▶ [Source extract]:
%%

The present invention relates to a power operated sliding door for a mini-van and, in particular, to a power assembly for the door in which a drive motor which drives a drive gear that opens and closes the door is located at a position remote from the drive gear and is coupled thereto by a clutch assembly.
The interiors of most van-type vehicles have a front row of seats for the van driver and a passenger and a large compartment in the rear of the vehicle for additional seating, for cargo storage or both. Often a sliding door is provided on one or both sides of the van to access the interior compartment.
Van side doors may be power operated to open and close the same. EP 0122556 discloses a power operated door that is moved between opened and closed positions by a motor mounted on the door that powers a drive gear engaged with a gear track or rack on the vehicle body. The gear is mounted near the lower edge of the door and the motor is mounted in close proximity to the drive gear. The motor is rotationally coupled to the drive gear by a relatively short, rigid drive shaft and a gear train.

%%

▶ [Written request A]:
Could you set out the part of the records that opens with the line containing "Where can the cascading" and runs through the last record as a Markdown table, with columns No. and Record line, one row per line and blank lines omitted?
The text and the records come from unrelated sources.

[Coordinate annotation records]
%%

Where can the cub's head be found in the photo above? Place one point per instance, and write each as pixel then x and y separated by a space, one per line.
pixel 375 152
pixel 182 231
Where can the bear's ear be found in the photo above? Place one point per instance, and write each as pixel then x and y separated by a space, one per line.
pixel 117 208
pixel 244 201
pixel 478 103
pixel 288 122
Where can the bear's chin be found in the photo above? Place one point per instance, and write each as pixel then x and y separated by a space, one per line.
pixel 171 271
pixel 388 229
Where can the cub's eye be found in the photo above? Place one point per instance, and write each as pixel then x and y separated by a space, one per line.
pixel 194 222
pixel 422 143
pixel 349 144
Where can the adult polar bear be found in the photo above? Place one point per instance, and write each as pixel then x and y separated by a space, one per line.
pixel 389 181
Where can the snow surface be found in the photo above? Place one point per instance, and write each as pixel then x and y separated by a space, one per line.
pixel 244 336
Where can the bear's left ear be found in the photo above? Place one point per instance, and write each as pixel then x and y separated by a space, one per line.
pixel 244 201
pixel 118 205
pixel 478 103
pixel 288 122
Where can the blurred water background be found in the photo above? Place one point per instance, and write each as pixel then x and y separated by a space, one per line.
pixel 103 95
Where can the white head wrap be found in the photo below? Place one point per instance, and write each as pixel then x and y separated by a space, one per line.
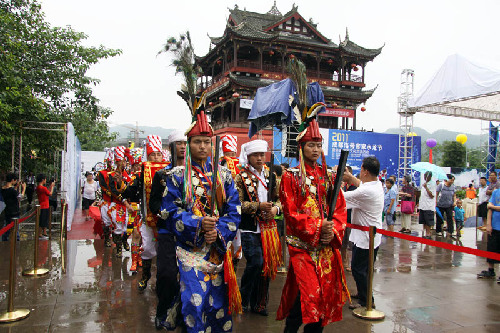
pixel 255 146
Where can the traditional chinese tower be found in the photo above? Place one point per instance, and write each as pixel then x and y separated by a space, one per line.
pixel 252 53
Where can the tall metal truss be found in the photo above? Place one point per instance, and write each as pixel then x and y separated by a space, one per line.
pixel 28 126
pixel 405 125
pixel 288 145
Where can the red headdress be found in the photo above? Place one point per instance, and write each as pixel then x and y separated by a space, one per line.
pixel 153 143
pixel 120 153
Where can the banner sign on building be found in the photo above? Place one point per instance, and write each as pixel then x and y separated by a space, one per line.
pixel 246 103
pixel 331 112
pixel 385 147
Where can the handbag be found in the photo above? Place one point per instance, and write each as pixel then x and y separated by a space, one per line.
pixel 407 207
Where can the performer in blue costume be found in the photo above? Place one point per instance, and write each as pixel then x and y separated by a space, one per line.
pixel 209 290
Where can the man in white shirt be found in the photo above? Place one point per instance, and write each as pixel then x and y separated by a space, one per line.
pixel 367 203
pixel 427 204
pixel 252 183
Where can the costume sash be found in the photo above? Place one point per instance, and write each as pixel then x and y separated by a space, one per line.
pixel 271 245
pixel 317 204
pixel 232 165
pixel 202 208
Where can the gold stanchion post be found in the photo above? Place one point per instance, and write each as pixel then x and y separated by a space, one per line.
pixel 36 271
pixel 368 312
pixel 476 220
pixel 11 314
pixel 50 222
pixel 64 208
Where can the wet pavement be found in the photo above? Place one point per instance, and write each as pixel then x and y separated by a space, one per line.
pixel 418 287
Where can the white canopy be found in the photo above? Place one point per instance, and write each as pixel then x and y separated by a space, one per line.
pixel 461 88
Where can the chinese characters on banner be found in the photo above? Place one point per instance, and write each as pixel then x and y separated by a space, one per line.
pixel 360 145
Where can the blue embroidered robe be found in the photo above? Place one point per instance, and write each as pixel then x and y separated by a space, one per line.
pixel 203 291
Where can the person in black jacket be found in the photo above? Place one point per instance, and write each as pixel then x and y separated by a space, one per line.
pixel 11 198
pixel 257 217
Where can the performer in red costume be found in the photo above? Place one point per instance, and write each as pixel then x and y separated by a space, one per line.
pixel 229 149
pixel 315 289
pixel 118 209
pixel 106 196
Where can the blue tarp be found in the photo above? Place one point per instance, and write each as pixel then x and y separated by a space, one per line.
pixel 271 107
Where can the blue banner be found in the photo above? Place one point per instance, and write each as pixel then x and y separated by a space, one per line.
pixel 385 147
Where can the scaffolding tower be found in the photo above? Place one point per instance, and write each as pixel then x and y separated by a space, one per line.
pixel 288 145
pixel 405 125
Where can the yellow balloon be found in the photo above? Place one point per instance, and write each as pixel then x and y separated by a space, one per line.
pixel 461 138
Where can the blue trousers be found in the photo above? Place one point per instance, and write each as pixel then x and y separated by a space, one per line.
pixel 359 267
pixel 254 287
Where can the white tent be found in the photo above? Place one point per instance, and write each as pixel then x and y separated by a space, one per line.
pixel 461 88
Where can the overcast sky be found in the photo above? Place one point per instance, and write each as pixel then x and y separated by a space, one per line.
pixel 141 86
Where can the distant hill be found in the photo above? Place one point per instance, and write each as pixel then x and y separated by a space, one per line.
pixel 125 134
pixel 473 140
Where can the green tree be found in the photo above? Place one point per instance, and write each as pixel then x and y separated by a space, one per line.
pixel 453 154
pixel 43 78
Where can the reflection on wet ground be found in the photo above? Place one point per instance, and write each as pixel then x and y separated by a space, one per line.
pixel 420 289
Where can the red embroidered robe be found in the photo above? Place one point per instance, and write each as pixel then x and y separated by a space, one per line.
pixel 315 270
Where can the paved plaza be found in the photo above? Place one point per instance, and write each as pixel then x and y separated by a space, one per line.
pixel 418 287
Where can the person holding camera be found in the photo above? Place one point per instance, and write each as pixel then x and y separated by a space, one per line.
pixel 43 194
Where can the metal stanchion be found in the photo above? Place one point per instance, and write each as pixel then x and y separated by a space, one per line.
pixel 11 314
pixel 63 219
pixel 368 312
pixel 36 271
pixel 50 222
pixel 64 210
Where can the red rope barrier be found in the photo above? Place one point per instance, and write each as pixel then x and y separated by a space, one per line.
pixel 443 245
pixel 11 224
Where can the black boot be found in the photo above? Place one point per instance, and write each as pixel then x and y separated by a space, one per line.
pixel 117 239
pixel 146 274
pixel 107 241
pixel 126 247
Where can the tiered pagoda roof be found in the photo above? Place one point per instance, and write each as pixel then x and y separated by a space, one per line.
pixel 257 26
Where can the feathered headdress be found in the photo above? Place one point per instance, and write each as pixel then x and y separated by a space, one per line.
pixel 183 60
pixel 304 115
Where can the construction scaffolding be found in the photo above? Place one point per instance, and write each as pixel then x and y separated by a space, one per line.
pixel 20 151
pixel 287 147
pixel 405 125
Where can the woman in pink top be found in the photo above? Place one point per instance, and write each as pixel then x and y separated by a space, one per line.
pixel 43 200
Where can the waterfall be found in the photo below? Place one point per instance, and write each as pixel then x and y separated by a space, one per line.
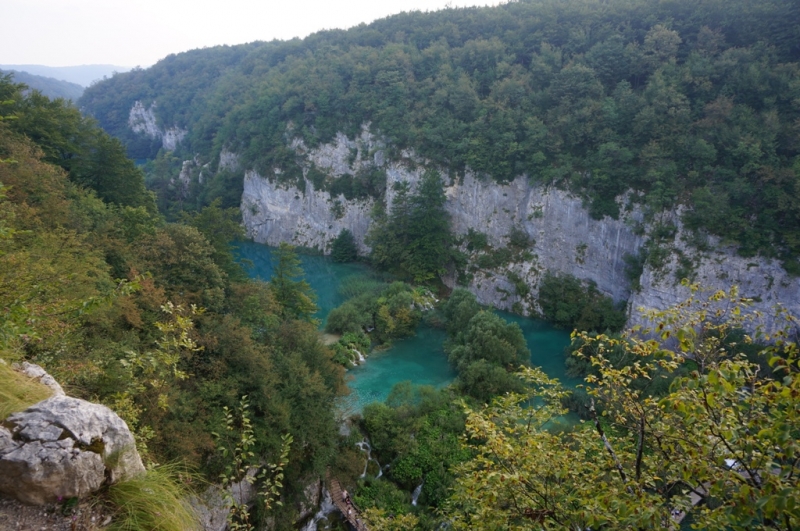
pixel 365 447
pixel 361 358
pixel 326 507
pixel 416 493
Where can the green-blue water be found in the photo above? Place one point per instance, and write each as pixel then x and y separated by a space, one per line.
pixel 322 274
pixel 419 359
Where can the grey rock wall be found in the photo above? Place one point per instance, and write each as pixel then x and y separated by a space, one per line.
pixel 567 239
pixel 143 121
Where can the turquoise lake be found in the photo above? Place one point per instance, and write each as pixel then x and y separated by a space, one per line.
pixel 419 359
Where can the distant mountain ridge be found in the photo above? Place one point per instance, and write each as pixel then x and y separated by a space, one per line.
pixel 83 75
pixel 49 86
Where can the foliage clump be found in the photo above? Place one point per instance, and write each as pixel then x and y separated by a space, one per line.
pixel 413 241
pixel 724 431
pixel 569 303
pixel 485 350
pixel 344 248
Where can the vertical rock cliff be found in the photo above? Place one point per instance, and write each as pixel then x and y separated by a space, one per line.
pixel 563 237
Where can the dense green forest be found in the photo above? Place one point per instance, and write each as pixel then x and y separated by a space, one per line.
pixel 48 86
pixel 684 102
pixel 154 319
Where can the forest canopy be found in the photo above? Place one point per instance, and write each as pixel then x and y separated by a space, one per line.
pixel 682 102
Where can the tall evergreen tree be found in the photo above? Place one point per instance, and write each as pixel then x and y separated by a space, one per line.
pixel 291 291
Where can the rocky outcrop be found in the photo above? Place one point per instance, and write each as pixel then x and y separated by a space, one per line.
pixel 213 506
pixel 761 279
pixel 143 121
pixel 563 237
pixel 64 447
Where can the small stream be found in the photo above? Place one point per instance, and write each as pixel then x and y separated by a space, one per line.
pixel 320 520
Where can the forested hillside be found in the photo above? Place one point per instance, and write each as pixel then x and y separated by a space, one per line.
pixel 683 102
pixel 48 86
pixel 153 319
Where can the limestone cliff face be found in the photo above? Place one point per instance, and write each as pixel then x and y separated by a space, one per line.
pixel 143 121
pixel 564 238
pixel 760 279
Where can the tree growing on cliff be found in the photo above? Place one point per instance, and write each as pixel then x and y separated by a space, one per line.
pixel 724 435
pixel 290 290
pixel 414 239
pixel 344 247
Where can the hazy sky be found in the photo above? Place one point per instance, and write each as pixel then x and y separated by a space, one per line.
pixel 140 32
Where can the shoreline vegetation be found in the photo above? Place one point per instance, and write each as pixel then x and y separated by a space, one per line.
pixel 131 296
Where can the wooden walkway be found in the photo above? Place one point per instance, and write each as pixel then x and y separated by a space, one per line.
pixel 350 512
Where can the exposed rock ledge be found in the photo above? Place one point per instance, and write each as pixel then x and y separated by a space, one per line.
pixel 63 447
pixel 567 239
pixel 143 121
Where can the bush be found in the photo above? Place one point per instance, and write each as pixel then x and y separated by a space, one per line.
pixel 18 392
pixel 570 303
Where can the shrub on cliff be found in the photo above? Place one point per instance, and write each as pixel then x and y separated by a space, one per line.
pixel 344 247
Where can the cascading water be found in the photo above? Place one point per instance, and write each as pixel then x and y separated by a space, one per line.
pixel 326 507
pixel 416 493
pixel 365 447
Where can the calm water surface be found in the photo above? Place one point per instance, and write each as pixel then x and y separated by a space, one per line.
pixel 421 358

%%

▶ [Written request B]:
Answer these about the sliding door text, one line each:
(i) In the present invention, where is the drive motor located relative to the drive gear, and what couples them?
(ii) In EP 0122556, what does the drive gear engage?
(iii) What is the large rear compartment of most van-type vehicles used for?

▶ [Exercise response A]:
| No. | Record line |
|---|---|
| 1 | Where can the cascading water be found in the photo above? Place one point per instance, and write each as pixel then x and y separated by a space, one per line. |
| 2 | pixel 326 507 |
| 3 | pixel 416 493 |
| 4 | pixel 365 447 |
| 5 | Where can the calm water surface be found in the photo above? Place one point per instance, and write each as pixel then x and y separated by a space, one per line. |
| 6 | pixel 421 358 |

▶ [Exercise response B]:
(i) At a position remote from the drive gear, coupled to it by a clutch assembly.
(ii) A gear track or rack on the vehicle body.
(iii) Additional seating, cargo storage or both.